Exercise objective:
Reproduce verbatim the portion of the bug report below that lies between "Version-Release number of" and "ARO AKS clusters.", inclusive.

START Passage shown

-
Bug
-
Resolution: Duplicate
-
Major
-
None
-
premerge
-
Important
-
No
-
False
-
Description of problem:
ARO runs Hive on AKS. We've been restricted to running an older version due to a memory leak within hive. We've worked with the hive team to narrow down the memory leak to start occurring at hive commit: 33c5cd37cd. The leak happens within an hour in larger regions and will eventually end up causing k8s to kill the pod because of OOM issues. The memory leak happens most notably within the hibernation controller reconciliation loop.
Version-Release number of selected component (if applicable):
https://github.com/openshift/hive/tree/33c5cd37cd and beyond are affected
How reproducible:
Every version is affected on ARO AKS clusters.

END Passage shown
START Listed records

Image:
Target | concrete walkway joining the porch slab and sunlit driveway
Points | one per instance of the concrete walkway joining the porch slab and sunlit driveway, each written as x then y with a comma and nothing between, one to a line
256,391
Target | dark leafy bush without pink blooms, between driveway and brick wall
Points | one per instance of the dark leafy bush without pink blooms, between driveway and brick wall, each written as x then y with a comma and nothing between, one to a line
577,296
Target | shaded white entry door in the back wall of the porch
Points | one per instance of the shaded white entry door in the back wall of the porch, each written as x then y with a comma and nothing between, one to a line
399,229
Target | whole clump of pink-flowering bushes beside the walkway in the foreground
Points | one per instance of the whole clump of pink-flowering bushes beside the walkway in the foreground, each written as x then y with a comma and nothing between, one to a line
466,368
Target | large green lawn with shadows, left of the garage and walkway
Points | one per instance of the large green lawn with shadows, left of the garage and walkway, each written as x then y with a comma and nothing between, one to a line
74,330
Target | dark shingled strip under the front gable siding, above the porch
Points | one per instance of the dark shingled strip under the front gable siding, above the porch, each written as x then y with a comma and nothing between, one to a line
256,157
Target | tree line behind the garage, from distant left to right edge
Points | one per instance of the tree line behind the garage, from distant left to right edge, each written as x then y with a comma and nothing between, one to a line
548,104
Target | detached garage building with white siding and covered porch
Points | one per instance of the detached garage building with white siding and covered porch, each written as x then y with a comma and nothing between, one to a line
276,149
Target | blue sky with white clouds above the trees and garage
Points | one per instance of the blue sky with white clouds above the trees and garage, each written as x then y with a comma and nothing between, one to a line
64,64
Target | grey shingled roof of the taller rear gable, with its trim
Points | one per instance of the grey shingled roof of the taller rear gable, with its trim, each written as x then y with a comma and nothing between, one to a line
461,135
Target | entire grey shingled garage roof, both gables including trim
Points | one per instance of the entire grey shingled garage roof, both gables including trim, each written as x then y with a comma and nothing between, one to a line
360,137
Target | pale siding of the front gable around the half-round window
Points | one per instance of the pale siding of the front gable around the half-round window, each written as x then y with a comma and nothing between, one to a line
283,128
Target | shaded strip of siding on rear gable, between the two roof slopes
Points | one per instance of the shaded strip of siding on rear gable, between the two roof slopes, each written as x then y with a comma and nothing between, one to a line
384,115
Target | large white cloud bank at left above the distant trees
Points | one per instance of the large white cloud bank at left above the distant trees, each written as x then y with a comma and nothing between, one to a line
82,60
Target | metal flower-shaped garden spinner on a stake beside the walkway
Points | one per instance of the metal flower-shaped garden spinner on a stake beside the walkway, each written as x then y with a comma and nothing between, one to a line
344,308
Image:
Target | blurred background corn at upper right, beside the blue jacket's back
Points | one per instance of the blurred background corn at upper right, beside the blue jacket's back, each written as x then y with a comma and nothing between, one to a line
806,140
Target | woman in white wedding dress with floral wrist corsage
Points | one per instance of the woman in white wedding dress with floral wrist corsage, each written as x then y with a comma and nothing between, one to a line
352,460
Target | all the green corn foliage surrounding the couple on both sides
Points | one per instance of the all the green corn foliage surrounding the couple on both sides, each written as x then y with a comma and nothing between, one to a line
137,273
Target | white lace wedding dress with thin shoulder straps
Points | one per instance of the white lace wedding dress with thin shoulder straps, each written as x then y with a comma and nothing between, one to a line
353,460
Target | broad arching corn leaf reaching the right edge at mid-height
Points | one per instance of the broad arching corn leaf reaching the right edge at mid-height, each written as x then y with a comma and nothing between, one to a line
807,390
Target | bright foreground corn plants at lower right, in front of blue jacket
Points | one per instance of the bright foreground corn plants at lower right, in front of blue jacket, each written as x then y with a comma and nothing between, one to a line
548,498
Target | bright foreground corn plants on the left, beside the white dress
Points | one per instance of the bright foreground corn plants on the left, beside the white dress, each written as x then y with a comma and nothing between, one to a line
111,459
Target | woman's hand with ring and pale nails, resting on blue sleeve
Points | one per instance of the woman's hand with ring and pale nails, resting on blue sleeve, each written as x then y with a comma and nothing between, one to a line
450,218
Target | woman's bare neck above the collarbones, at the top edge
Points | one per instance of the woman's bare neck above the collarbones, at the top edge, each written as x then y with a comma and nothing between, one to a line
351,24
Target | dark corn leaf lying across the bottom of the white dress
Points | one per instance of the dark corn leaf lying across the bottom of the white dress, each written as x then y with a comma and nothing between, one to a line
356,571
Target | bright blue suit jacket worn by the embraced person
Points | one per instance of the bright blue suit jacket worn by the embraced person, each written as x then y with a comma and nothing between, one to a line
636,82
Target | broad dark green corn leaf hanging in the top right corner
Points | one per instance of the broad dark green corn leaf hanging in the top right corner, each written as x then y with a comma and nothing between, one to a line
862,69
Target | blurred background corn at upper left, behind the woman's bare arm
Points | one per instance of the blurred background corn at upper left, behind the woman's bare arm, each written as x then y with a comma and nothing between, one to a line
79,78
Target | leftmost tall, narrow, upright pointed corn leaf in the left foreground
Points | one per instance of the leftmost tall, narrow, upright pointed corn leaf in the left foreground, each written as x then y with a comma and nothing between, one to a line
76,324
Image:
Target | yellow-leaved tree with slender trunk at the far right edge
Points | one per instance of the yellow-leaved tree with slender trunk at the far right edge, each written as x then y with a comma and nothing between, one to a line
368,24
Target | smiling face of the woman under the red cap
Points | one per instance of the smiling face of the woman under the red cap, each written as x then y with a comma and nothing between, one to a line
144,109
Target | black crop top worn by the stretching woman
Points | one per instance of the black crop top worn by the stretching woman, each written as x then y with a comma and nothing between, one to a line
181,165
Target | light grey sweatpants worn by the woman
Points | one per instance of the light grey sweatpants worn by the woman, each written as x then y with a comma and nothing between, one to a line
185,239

END Listed records

Answer section:
Version-Release number of selected component (if applicable):
https://github.com/openshift/hive/tree/33c5cd37cd and beyond are affected
How reproducible:
Every version is affected on ARO AKS clusters.